**DATA UNDER STUDY**

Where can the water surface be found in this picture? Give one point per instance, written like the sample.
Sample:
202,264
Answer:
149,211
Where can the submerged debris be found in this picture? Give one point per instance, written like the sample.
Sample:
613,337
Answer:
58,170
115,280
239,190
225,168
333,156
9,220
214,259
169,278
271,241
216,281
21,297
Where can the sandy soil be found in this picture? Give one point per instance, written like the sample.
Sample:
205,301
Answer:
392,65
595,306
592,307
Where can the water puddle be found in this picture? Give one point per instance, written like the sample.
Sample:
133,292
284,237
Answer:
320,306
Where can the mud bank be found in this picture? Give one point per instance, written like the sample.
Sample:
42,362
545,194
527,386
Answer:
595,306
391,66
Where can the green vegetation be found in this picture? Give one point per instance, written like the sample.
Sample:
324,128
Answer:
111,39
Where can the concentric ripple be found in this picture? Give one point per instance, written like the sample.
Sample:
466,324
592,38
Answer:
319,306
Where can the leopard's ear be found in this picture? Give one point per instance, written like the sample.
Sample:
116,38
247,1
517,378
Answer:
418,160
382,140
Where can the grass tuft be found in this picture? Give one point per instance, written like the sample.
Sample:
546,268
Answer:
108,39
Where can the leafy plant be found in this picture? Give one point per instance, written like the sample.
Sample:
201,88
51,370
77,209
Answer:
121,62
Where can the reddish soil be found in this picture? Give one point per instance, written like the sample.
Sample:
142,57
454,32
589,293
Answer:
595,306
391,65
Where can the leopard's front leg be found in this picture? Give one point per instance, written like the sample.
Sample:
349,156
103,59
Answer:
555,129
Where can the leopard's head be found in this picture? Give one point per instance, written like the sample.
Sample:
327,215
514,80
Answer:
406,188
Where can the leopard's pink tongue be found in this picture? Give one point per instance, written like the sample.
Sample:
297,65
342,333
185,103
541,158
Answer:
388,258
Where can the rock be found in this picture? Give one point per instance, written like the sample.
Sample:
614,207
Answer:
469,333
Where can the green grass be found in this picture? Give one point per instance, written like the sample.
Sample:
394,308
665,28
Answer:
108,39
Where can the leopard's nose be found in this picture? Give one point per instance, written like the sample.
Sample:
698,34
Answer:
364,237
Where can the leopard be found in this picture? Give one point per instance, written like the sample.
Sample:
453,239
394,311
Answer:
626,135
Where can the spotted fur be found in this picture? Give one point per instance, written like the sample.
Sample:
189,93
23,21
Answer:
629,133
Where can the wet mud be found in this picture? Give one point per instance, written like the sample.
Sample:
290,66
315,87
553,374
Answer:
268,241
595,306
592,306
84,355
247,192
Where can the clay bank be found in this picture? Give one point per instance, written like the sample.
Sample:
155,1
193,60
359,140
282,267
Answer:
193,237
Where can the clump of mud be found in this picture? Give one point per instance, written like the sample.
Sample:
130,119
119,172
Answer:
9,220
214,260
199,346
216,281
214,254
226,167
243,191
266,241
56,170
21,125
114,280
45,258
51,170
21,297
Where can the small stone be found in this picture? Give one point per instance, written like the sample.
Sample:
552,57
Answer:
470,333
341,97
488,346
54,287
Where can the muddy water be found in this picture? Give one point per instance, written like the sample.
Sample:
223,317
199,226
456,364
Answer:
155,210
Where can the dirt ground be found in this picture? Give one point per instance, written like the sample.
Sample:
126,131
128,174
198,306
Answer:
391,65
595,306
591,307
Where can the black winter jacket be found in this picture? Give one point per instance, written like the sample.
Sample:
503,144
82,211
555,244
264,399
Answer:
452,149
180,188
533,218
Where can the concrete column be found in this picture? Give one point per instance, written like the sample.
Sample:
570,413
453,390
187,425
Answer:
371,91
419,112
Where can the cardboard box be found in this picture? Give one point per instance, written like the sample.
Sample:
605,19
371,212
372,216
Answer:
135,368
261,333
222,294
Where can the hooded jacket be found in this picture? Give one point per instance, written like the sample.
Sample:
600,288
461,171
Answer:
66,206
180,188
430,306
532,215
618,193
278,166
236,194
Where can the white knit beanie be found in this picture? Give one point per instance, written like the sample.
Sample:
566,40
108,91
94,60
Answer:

**ASSIGNED TASK**
Work through the listing above, counting every line that has the string "water" in it. Give only the final count.

**SOLUTION**
3